--- Input for this task ---
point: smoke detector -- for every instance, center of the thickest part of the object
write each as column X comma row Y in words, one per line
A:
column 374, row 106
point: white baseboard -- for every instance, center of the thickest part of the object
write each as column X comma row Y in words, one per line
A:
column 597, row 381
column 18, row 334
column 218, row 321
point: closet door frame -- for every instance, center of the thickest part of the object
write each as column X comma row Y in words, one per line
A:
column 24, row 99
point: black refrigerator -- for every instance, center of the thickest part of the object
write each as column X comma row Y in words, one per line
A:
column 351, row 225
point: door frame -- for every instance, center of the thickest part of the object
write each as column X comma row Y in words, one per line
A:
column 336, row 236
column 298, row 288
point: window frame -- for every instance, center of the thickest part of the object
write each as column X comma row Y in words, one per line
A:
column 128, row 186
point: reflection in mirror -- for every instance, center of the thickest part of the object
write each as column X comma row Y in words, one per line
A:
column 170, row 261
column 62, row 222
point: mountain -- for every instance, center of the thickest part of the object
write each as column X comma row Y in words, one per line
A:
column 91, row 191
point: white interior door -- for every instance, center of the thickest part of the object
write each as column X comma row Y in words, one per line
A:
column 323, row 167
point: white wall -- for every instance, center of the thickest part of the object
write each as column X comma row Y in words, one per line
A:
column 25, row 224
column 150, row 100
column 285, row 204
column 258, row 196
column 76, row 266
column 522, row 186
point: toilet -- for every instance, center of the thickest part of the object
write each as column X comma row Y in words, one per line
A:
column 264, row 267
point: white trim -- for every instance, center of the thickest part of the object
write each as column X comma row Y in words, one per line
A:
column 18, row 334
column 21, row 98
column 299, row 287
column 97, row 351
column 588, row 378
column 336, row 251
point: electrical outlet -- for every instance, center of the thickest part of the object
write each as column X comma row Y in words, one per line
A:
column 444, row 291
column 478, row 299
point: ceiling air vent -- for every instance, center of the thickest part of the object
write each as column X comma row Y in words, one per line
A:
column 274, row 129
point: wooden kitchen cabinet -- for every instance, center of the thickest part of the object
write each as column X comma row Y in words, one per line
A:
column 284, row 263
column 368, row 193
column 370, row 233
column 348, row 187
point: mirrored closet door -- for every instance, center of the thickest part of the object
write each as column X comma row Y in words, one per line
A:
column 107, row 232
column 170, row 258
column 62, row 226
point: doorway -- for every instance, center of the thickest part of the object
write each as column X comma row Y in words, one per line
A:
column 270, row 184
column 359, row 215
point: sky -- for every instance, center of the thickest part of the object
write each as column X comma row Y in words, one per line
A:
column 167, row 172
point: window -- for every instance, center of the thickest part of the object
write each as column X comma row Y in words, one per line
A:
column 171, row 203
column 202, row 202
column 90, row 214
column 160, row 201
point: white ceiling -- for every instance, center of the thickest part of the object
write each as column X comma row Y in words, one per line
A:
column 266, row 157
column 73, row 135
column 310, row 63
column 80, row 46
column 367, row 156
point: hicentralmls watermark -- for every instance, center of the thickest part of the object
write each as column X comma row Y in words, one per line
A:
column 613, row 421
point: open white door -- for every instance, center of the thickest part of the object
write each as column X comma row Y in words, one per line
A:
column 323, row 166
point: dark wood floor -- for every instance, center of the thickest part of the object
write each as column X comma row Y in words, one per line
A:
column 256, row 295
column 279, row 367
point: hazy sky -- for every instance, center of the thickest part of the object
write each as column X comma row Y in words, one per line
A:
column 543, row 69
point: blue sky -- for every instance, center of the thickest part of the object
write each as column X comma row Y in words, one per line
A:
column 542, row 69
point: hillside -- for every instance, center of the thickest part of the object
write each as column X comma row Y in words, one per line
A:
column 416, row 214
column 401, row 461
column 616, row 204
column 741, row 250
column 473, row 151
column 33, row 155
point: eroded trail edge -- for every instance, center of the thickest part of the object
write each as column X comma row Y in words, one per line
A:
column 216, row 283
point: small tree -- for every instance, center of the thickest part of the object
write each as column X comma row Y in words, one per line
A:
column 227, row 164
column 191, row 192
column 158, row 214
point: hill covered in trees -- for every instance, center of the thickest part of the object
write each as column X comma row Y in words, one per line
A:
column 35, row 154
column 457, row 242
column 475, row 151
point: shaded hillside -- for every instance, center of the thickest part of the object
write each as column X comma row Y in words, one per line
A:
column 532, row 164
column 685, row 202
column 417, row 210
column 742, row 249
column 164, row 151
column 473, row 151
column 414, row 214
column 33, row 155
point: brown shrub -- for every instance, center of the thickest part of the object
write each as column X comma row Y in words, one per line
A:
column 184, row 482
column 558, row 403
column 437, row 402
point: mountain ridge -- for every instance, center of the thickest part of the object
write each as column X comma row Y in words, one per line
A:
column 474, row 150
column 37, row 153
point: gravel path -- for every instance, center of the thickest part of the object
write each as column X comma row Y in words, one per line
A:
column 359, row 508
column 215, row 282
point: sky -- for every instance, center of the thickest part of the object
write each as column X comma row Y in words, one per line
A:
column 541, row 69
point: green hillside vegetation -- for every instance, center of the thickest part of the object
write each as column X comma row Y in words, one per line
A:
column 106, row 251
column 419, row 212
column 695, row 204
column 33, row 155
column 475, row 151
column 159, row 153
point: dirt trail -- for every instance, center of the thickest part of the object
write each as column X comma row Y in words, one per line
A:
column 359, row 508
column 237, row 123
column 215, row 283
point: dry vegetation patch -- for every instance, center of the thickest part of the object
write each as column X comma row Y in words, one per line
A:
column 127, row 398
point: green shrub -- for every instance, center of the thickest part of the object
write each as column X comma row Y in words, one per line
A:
---
▸ Aim: Copy out all of the records line for line, unchanged.

▸ Exercise result:
point: smoke detector -- for every instance, center of the thickest part of the object
write each as column X comma row Y in words, one per line
A:
column 374, row 106
point: white baseboard -- for every instance, center of the thickest part of the object
write each as column X comma row Y in words, one per line
A:
column 597, row 381
column 18, row 334
column 218, row 321
point: closet door frame -- for every instance, center of the thickest part of the object
write each as column X comma row Y in words, one per line
A:
column 24, row 99
point: black refrigerator -- for every instance, center of the thickest part of the object
write each as column X comma row Y in words, one per line
A:
column 351, row 225
point: door frame -- for every instance, center of the thickest part of the object
write each as column X comma row Y in words, one per line
A:
column 336, row 236
column 298, row 288
point: window frame -- for every instance, center of the thickest part of the object
write each as column X comma row Y in words, one per line
A:
column 128, row 186
point: reflection in mirror -- for every instance, center of the thickest part of the object
write each as column X comma row Y in words, one per line
A:
column 170, row 261
column 62, row 222
point: mountain -- for every instance, center of the thickest part of the object
write each as column X comma row Y in words, one per line
A:
column 91, row 191
point: white interior door -- for every instance, center of the thickest part of the object
write each as column X comma row Y in words, one per line
A:
column 323, row 167
point: white wall -- for every instance, center of the thickest part of the object
write each as column X comma row Y in words, one per line
A:
column 25, row 224
column 150, row 100
column 285, row 204
column 258, row 196
column 76, row 266
column 522, row 186
point: toilet -- for every instance, center of the thickest part of the object
write each as column X comma row Y in words, one per line
A:
column 264, row 267
point: white trim -- for every instance, center of the thickest part of the object
write each as column X comma row Y in words, one per line
A:
column 18, row 334
column 21, row 98
column 299, row 287
column 97, row 351
column 588, row 378
column 336, row 251
point: electrical outlet -- for every instance, center of the thickest part of the object
write each as column X comma row Y in words, one per line
A:
column 444, row 291
column 478, row 299
point: ceiling air vent -- for every instance, center of the thickest part of the object
write each as column X comma row Y in words, one per line
A:
column 274, row 129
point: wooden kitchen cabinet -- for every instance, center of the thickest part of the object
write each as column X comma row Y in words, one per line
A:
column 284, row 263
column 368, row 193
column 370, row 233
column 348, row 187
point: mirrored closet door -- for every instance, center of the thickest part of the object
write each as column X comma row Y in words, one per line
A:
column 107, row 232
column 170, row 258
column 62, row 226
point: doorway -- for every instance, center of the thickest part of the object
write each as column X comma row Y in words, one per line
A:
column 270, row 184
column 359, row 215
point: sky -- for every instance, center of the thickest part of the object
write each as column X comma row Y in words, one per line
A:
column 167, row 172
point: window -- for every instance, center of the thickest part of the object
write each as column X comma row Y in words, one per line
A:
column 171, row 203
column 202, row 202
column 90, row 214
column 160, row 201
point: white ceiling -- for every instance, center of the thickest part of the object
write each as column X comma row Y in words, one per line
A:
column 266, row 157
column 73, row 135
column 310, row 63
column 80, row 46
column 367, row 156
point: hicentralmls watermark -- for every instance, center of the thickest part of the object
write each as column X comma row Y in words, one per line
A:
column 613, row 421
point: open white door -- for every instance, center of the thickest part of the object
write each as column X comma row Y in words, one per line
A:
column 323, row 166
point: dark wood floor -- for every instance, center of the thickest part of the object
write each as column X comma row Y in words, one per line
A:
column 256, row 295
column 279, row 367
point: hazy sky -- for every instance, center of the thickest part of the object
write each as column X comma row Y in words, one per line
A:
column 543, row 69
point: blue sky -- for every instance, center of the thickest part of the object
write each as column X comma row Y in words, one per line
A:
column 542, row 69
point: hillside -- for every instance, center of the thickest part of the object
write each as column X comma row Y in words, one per line
A:
column 416, row 214
column 401, row 461
column 616, row 204
column 741, row 250
column 473, row 151
column 33, row 155
point: eroded trail edge -- for every instance, center of the thickest part of the object
write each as column X comma row Y in words, one per line
A:
column 216, row 283
point: small tree -- for every instance, center of the thickest part of the object
write each as column X comma row Y in words, one per line
A:
column 227, row 164
column 191, row 192
column 158, row 214
point: hill covered in trees -- for every instance, center of the thickest part of the object
write each as column X comma row Y in words, one per line
A:
column 35, row 154
column 457, row 242
column 475, row 151
point: shaded hillside -- for every instance, center of the thickest part of the object
write each as column X comma row Y in words, one per line
A:
column 532, row 164
column 685, row 202
column 417, row 210
column 742, row 249
column 164, row 151
column 473, row 151
column 414, row 214
column 33, row 155
point: brown shrub -- for every instance, center of the thickest part of the object
write each as column X comma row Y in words, one per line
A:
column 184, row 482
column 558, row 403
column 437, row 402
point: mountain ridge -- for every instance, center of the thickest part of the object
write each as column X comma row Y in words, one per line
A:
column 474, row 150
column 37, row 153
point: gravel path -- for every instance, center of the thickest part of the object
write each as column X comma row Y in words, one per line
A:
column 359, row 508
column 215, row 282
point: sky -- for every instance, center of the thickest part of the object
write each as column X comma row Y in words, one per line
A:
column 541, row 69
point: green hillside vegetation -- for every instance, center of the thickest part of the object
write each as column X comma row Y in words, one per line
A:
column 106, row 251
column 419, row 212
column 695, row 204
column 33, row 155
column 475, row 151
column 159, row 153
point: dirt trail -- for every instance, center of the thickest part of the object
write each as column X comma row Y in words, one per line
A:
column 359, row 508
column 237, row 123
column 215, row 283
point: dry vegetation patch -- for every instance, center of the thickest part of the object
write each as column X comma row Y in words, one per line
A:
column 127, row 398
point: green shrub -- for every instance, center of the thickest part of the object
write each as column X comma row Y in words, one per line
A:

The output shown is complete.